[begin MATERIAL FOR THIS TASK]
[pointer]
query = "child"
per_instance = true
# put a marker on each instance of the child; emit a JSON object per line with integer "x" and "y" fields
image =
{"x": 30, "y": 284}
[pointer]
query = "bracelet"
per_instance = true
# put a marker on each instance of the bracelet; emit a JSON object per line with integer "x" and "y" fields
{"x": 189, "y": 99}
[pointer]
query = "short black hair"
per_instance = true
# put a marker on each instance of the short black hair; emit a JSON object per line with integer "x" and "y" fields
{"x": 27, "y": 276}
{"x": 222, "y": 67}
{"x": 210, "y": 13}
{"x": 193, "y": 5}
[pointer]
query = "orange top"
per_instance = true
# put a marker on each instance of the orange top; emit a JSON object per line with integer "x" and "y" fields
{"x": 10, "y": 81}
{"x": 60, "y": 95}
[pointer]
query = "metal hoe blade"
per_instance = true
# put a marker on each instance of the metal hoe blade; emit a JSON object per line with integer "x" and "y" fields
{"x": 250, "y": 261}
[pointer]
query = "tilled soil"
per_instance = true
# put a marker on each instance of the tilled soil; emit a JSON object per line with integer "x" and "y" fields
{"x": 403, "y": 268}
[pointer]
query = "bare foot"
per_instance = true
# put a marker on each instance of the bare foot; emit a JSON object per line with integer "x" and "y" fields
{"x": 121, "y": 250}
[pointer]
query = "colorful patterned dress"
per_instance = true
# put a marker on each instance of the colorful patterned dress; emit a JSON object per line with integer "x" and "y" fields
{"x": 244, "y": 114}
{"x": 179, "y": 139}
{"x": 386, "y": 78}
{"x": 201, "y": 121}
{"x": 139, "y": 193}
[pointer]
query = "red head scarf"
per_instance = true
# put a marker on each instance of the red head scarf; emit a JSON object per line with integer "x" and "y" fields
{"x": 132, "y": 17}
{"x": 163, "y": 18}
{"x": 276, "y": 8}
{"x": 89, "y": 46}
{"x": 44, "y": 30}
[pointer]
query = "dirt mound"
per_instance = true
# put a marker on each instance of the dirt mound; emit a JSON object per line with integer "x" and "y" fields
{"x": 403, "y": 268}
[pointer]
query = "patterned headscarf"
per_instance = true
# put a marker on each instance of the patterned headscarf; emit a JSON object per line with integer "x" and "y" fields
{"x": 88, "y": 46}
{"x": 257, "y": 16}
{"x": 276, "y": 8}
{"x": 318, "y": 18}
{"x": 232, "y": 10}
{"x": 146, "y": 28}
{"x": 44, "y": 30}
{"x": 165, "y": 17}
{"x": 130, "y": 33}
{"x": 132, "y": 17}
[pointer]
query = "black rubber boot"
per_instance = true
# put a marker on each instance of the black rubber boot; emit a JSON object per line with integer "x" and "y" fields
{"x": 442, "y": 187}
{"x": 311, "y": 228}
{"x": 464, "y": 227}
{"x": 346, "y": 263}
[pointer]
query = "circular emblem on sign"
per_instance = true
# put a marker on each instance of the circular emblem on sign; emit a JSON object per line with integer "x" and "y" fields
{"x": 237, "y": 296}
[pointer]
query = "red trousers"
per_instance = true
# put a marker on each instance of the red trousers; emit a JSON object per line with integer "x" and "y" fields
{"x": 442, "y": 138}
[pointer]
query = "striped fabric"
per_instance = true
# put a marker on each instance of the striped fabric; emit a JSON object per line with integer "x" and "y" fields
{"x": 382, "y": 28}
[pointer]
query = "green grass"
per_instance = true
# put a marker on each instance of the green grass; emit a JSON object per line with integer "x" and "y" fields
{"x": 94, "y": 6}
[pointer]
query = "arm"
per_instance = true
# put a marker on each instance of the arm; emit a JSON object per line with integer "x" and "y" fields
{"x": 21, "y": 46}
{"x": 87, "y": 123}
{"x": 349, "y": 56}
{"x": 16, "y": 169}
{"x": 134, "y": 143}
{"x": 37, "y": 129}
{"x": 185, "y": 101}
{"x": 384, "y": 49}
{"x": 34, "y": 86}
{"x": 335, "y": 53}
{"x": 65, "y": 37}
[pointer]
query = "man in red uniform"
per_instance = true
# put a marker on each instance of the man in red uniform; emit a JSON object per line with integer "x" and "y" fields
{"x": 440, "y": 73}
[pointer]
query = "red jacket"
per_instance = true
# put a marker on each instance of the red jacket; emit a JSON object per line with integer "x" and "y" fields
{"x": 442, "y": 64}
[end MATERIAL FOR THIS TASK]
# [TASK INSTRUCTIONS]
Retype the data exactly as given.

# [FINISHED ANSWER]
[pointer]
query = "child"
per_instance = true
# put a marker on each instance of the child; emit a JSON object per line with integer "x" and "y" fields
image =
{"x": 30, "y": 284}
[pointer]
query = "bracelet"
per_instance = true
# put a marker on each instance of the bracelet; emit a JSON object per line with integer "x" and "y" fields
{"x": 189, "y": 99}
[pointer]
query = "short black hair"
per_instance = true
# put a marker on each instance of the short black hair; emit a JSON object per line with integer "x" and "y" fields
{"x": 27, "y": 276}
{"x": 222, "y": 67}
{"x": 210, "y": 13}
{"x": 193, "y": 5}
[pointer]
query = "orange top"
per_instance = true
# put a marker on each instance of the orange top; emit a JSON object per line with integer "x" and "y" fields
{"x": 10, "y": 81}
{"x": 60, "y": 95}
[pointer]
query = "metal hoe blade"
per_instance = true
# put a marker on each instance of the metal hoe blade; emit a JSON object per line with integer "x" and "y" fields
{"x": 250, "y": 261}
[pointer]
query = "tilled soil"
per_instance = true
# put a marker on each instance of the tilled soil; emit a JSON object per line with integer "x" and "y" fields
{"x": 403, "y": 268}
[pointer]
query = "bare foot"
per_instance = true
# put a marker on each instance of the bare foot; emit a JSON object per line with integer "x" and "y" fields
{"x": 121, "y": 250}
[pointer]
query = "colorful patterned dress"
per_instance = true
# put a marker on each instance of the colorful patterned dress; emit a JSON object per line with integer "x" and "y" fields
{"x": 244, "y": 114}
{"x": 179, "y": 139}
{"x": 386, "y": 78}
{"x": 201, "y": 121}
{"x": 139, "y": 193}
[pointer]
query = "red head scarf"
per_instance = true
# put a marker on each instance of the red head scarf; emit a JSON object per line with integer "x" and "y" fields
{"x": 132, "y": 17}
{"x": 163, "y": 18}
{"x": 276, "y": 8}
{"x": 89, "y": 46}
{"x": 44, "y": 30}
[pointer]
query = "dirt mound"
per_instance = true
# put a marker on each instance of the dirt mound; emit a JSON object per line with integer "x" and "y" fields
{"x": 403, "y": 268}
[pointer]
query = "patterned headscarf"
per_instance = true
# put a marker on each instance of the patterned headscarf; emit a JSON object per line with integer "x" and "y" fields
{"x": 88, "y": 46}
{"x": 257, "y": 16}
{"x": 276, "y": 8}
{"x": 318, "y": 18}
{"x": 232, "y": 10}
{"x": 146, "y": 28}
{"x": 44, "y": 30}
{"x": 165, "y": 17}
{"x": 130, "y": 33}
{"x": 132, "y": 17}
[pointer]
query = "black rubber boot"
per_instance = true
# put a marker on each instance of the black rubber boot; emit a JSON object per line with integer "x" and "y" fields
{"x": 442, "y": 187}
{"x": 311, "y": 228}
{"x": 464, "y": 227}
{"x": 346, "y": 263}
[pointer]
query = "circular emblem on sign"
per_instance = true
# put a marker on each instance of the circular emblem on sign; emit a JSON object per line with integer "x" and "y" fields
{"x": 237, "y": 296}
[pointer]
query = "red trousers"
per_instance = true
# put a marker on each instance of the red trousers; emit a JSON object per line with integer "x" and "y" fields
{"x": 442, "y": 138}
[pointer]
query = "striped fabric"
per_instance = true
# put a marker on each instance of the striped fabric; emit a JSON object per line with integer "x" and "y" fields
{"x": 382, "y": 28}
[pointer]
query = "green grass"
per_instance = true
# put a marker on each instance of the green grass; emit a JSON object per line with integer "x" and "y" fields
{"x": 94, "y": 6}
[pointer]
query = "arm"
per_instance = true
# put a marker on each instance of the arm; emit a JSON object per line with integer "x" and "y" fields
{"x": 21, "y": 46}
{"x": 87, "y": 123}
{"x": 349, "y": 56}
{"x": 16, "y": 169}
{"x": 134, "y": 143}
{"x": 37, "y": 129}
{"x": 185, "y": 101}
{"x": 384, "y": 49}
{"x": 34, "y": 86}
{"x": 335, "y": 53}
{"x": 65, "y": 37}
[pointer]
query = "man in red uniform"
per_instance = true
# put a marker on each instance of the man in red uniform; emit a JSON object per line with integer "x" and "y" fields
{"x": 440, "y": 73}
[pointer]
query = "red jacket"
per_instance = true
# put a marker on each instance of the red jacket; emit a JSON object per line with integer "x" and "y" fields
{"x": 442, "y": 64}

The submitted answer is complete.